---------- Passage

Psaume 121

 

Méditation de Monseigneur LE GALL

"Vers Jérusalem, en pèlerins de la paix et de l’unité  "

 

Précisément, le psaume qui suit chante la Cité sainte. Nous avons là un joyau, comme la description faite de la Jérusalem nouvelle dans l’Apocalypse est un étincellement de pierres précieuses (chap. 22). D’après la lettre aux Hébreux, c’est bien vers cette ville qu’Abraham et les patriarches se sont mis en route : « Ils attendaient la ville qui aurait de vraies fondations, la ville dont Dieu lui-même est le bâtisseur et l’architecte » (11, 10). Nous marchons tous vers cette Cité sainte, à travers nos pèlerinages d’ici-bas, tout en construisant les villes et les sanctuaires dont nous avons besoin pour nos étapes.

Les pèlerins qui vont à Saint-Jacques de Compostelle aujourd’hui et qui consacrent, pour cela, environ deux mois de leur existence, peuvent nous faire comprendre la joie que chante ce psaume. À l’approche de Santiago, comme à celle de Jérusalem par les croisés naguère, la ferveur des pèlerins, fourbus par des semaines de marche souvent harassante, retrouve son élan et ils contemplent la ville depuis quelque « Mont-joie ». Ainsi en allait-il des Juifs qui arrivaient à Jérusalem, ce qu’a vécu Jésus avec ses parents, puis avec ses disciples. Les voilà, non pas au pied du mur, mais au bas des marches, sans doute nombreuses, qui menaient au Temple. D’où le titre de cette collection de cantiques, appelés Psaumes des montées.

Le premier mot est un cri d’exultation : « Quelle joie quand on m’a dit : Nous irons à la maison du Seigneur ! ». Cette joie était celle du départ : « Nous irons ». Nous assistons à celle de l’arrivée : « Maintenant notre marche prend fin devant tes portes, Jérusalem ! ». Face aux remparts de la ville, le pèlerin est saisi d’admiration : « Jérusalem, te voici dans tes murs : ville où tout ensemble ne fait qu’un ! ». Nous nous souvenons que Jésus relativise l’enthousiasme de ses Apôtres devant la ville en leur disant : «  Vous voyez tout cela, n’est-ce pas ? Amen, je vous le dis : il ne restera pas ici pierre sur pierre ; tout sera détruit » (Mt 24, 2). La petite ville de Larressingle dans le Gers ou la ville de Carcassonne dans l’Aude donnent une idée de ces cités anciennes encloses, comme encore celle d’Avila en Espagne, celles de Saint-Malo ou de Concarneau en Bretagne.

--------------------

Recopiez sans aucune modification le passage de la méditation ci-dessus qui s’ouvre sur les mots contenant « Précisément, le psaume » et s’achève sur « pour nos étapes. ».

---------- Enregistrements fournis

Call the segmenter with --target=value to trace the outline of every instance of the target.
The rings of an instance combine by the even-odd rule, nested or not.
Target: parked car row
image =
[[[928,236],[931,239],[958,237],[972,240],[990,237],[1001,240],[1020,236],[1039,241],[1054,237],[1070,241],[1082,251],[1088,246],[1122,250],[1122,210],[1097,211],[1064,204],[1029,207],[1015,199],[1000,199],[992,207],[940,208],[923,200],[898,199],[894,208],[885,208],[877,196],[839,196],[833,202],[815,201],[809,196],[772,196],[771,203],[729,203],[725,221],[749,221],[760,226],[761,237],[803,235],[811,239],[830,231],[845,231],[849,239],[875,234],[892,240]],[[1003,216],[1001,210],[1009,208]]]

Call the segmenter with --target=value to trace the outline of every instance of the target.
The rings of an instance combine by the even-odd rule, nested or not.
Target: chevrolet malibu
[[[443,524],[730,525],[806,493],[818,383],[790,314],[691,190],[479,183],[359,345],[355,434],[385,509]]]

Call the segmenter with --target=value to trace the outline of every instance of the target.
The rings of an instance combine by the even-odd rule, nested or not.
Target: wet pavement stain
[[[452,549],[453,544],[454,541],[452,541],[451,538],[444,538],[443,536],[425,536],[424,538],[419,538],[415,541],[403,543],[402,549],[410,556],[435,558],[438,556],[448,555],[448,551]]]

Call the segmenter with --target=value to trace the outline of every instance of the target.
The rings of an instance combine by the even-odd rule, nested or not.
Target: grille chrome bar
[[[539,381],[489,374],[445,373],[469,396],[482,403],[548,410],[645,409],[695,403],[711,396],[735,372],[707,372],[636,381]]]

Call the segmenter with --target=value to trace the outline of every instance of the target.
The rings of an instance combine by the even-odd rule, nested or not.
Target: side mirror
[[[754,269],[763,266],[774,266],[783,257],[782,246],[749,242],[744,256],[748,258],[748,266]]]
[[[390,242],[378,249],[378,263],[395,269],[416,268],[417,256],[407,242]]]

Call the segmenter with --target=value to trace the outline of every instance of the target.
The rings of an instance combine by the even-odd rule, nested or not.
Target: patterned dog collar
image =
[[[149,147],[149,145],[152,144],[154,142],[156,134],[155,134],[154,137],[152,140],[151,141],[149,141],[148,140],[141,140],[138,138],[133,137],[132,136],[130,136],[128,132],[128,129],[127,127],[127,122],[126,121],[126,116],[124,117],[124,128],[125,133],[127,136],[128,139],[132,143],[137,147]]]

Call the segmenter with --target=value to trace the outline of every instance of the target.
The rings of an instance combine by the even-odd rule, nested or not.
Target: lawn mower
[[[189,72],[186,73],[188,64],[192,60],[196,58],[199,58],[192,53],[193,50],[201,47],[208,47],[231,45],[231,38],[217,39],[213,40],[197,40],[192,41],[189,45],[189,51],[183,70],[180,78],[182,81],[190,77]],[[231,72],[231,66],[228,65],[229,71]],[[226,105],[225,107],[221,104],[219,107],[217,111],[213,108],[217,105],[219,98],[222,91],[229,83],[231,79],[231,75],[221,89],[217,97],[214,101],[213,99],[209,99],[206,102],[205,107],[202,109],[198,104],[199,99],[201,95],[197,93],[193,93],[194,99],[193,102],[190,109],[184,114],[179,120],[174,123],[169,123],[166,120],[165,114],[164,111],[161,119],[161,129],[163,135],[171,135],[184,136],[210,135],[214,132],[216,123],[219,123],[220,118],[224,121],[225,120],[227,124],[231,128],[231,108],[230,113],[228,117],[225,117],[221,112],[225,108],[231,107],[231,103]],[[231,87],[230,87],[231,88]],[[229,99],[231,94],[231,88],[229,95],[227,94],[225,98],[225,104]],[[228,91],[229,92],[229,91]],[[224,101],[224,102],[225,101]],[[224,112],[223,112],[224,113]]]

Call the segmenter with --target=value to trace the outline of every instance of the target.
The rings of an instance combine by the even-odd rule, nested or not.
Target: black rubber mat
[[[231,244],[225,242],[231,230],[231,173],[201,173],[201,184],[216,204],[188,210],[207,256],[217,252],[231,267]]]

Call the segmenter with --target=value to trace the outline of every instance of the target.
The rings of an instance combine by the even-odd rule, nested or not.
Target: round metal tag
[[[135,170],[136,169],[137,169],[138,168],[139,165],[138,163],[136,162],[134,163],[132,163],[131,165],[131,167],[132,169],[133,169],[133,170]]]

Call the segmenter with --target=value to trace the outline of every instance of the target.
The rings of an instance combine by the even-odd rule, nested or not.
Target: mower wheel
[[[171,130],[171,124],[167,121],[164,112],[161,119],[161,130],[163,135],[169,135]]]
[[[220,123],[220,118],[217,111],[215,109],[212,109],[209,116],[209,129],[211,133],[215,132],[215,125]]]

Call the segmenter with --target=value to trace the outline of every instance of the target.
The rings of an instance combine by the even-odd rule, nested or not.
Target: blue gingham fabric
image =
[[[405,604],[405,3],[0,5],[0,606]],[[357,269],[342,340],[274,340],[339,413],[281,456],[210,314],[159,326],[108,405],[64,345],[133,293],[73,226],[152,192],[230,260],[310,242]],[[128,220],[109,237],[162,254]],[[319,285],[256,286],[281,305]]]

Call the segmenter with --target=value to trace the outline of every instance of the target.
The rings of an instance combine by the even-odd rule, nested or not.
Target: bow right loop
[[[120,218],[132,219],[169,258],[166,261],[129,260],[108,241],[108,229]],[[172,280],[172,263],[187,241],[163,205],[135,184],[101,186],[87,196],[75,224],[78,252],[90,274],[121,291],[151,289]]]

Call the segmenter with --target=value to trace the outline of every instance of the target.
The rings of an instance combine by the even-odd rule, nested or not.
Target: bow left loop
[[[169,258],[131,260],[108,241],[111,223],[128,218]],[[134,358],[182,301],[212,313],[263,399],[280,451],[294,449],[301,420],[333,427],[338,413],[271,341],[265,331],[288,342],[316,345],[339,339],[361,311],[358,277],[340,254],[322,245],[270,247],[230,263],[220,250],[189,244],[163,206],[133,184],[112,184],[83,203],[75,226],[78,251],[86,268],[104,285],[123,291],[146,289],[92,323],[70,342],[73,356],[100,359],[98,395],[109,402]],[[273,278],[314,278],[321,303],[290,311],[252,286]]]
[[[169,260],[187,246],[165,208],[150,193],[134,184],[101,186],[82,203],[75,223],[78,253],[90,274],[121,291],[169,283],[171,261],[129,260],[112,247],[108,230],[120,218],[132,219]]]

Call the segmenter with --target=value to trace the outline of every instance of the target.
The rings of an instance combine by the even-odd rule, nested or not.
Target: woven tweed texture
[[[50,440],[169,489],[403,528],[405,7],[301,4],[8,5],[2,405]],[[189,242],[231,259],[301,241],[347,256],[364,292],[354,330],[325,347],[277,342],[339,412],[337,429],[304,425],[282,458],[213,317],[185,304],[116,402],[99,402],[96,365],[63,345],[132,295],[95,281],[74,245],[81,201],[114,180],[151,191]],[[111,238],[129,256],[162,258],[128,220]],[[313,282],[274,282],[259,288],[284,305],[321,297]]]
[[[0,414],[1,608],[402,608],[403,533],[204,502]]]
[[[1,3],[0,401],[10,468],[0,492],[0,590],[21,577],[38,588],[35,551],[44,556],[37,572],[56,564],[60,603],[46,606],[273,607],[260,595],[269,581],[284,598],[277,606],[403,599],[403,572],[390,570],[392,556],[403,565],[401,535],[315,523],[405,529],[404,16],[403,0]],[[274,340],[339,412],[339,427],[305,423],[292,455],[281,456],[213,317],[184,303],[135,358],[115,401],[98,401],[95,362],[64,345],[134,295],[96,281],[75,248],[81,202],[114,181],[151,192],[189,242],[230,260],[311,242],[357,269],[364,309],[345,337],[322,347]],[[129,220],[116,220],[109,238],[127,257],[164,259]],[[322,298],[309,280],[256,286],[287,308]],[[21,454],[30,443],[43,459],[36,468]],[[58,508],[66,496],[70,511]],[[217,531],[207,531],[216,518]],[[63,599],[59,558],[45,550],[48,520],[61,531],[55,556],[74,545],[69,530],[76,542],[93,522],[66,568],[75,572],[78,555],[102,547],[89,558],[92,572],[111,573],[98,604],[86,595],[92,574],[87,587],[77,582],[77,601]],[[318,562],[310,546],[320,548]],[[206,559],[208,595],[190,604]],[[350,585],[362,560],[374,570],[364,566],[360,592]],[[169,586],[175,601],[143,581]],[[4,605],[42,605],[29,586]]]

--------------------

Réponse attendue
Précisément, le psaume qui suit chante la Cité sainte. Nous avons là un joyau, comme la description faite de la Jérusalem nouvelle dans l’Apocalypse est un étincellement de pierres précieuses (chap. 22). D’après la lettre aux Hébreux, c’est bien vers cette ville qu’Abraham et les patriarches se sont mis en route : « Ils attendaient la ville qui aurait de vraies fondations, la ville dont Dieu lui-même est le bâtisseur et l’architecte » (11, 10). Nous marchons tous vers cette Cité sainte, à travers nos pèlerinages d’ici-bas, tout en construisant les villes et les sanctuaires dont nous avons besoin pour nos étapes.